§ **Task statement**: Reproduce the passage in the urgent care Q&A below from "What if I'm" up to and including "would be heading.", substituting "nurse advice line" for "Consulting Nurse Service".
[Text passage]
Q&A With Dr. Paul Gast
By Elaine Porterfield
Dr. Paul Gast, MD, shares why he enjoys working in urgent care.
Why did you choose to work in urgent care?
It was not what I thought I was going to do back in medical school. I did a residency in primary care, but then started doing this work in 2001. I felt like it was a good fit for me. We care for patients who are acutely ill, and we need to consider many possible problems. But we have quite a few resources available to understand fully what is happening to them. It's also interesting because you catch people in crisis, and it's a privilege to help people during those times.
I'm a little confused about when I should go to urgent care and when to go to the emergency room. What's the difference between them?
Urgent care facilities generally have many of the same capabilities as emergency rooms, and are usually the best place to go for non-life-threatening conditions. In some of the Group Health Medical Centers urgent care departments, like Bellevue or Capitol Hill in Seattle, there are even observation beds for patients to spend the night when it's appropriate.
What if I'm having symptoms that seem very serious — like chest pains?
With some symptoms — such as chest pain, uncontrolled bleeding, breathing problems, or feeling like you're going to pass out — the decision of where to go is more complicated. Then it's a good idea to call the Consulting Nurse Service. They're specifically trained to help you decide next steps. The best place to go is determined both by the symptoms you're having, and the capabilities of the facility where you would be heading.
Give me a sense of the kind of cases you'll see on a typical day.
[/Text passage]
[Supplied information]
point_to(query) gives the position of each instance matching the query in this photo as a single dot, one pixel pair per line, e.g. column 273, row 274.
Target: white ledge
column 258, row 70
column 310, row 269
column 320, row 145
[/Supplied information]
§ **Exercise solution**:
What if I'm having symptoms that seem very serious — like chest pains?
With some symptoms — such as chest pain, uncontrolled bleeding, breathing problems, or feeling like you're going to pass out — the decision of where to go is more complicated. Then it's a good idea to call the nurse advice line. They're specifically trained to help you decide next steps. The best place to go is determined both by the symptoms you're having, and the capabilities of the facility where you would be heading.